[Reading passage Boundary: Start]

Interview with Dr Giuseppe Guerriero, a psychiatrist recruited by Paragona to the university hospital in Gothenburg in 2014


What has taking your career to Sweden and Sahlgrenska University (SU) meant for you?

It has been very rewarding and has given me the opportunity I always wanted: to work in a highly specialized and stimulating environment where I develop professionally and continuously advance my medical career.

At SU, do you have the opportunity to sub-specialize and obtain specialist competence or pursue research in parallel with your clinical work?

Yes, and it was precisely that which got me to move to Sweden – and all my expectations have been met! At SU I have been able to increase my knowledge and competence continuously, and in line with my needs and wishes, thanks to the possibility of exploring different areas within my specialty and participating on national/international courses and in conferences. At the moment for example, I am training part time alongside my , ordinary clinical work with the aim of starting a  completely new unit at the clinic – very exciting!

Some of my working hours are also devoted to  research. My goal is to obtain a PhD within a few years.

Have you had a difficulty adapting to a new management and organizational culture?

I don’t deny that the cultural differences between my native country, Italy, and Sweden are striking, which is reflected in a different but well-functioning organization. If that on the one hand can make you a little confused to begin with, it can on the other hand facilitate adapting to the new work environment a lot. In Sweden the concept of hierarchy is not so salient, decisions are most frequently made collectively. This allows you to participate all the time, and to have the chance to influence as well as understand what is going on around you.

Did you receive enough support during your introduction period?

I had plenty of time during my introduction period to get to know the clinic from the ground up. I had the support of a supervisor I could turn to for answers to all the questions that inevitably came up during this phase. I also had regular meetings with my manager, who is always available to offer me support in my concerns, help out with any problems and also provide important feedback about my progress. I was given enough introduction time to get into the work gradually, without stress, and then to be able to work independently.

Do you feel your Swedish language skills are sufficient when meeting patients?

I have never had any particular problems communicating with patients. Swedes are used to interacting with foreign doctors and usually have no problems with that. They understand our Swedish beginners’ mistakes and make an effort to have a working and effective communication anyway!

What would be your advice to other doctors thinking about taking their careers to Sweden?

If you are thinking of doing that, it is almost certainly because something may be missing in your professional life. I feel that Sweden, and in particular SU, offer everything you could ask for as a doctor: a pleasant and stimulating work environment, great opportunities for professional development, as well as a good wage development. And in addition to that, Sweden is a very beautiful country with wonderful nature and a society centred around the individual. It is easy to be in charge of your life and plan a future here; I have never regretted moving here.

[Reading passage Boundary: End]
[Information supplied Boundary: Start]

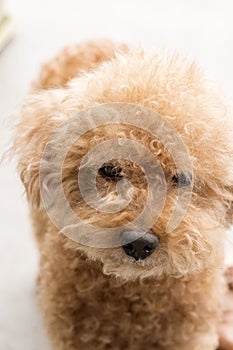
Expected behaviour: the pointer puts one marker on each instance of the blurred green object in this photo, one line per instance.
(7, 27)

[Information supplied Boundary: End]

Please render this sentence from the psychiatrist interview in Spanish: "I have never had any particular problems communicating with patients."

▶ **Output below**
Nunca he tenido ningún problema particular para comunicarme con los pacientes.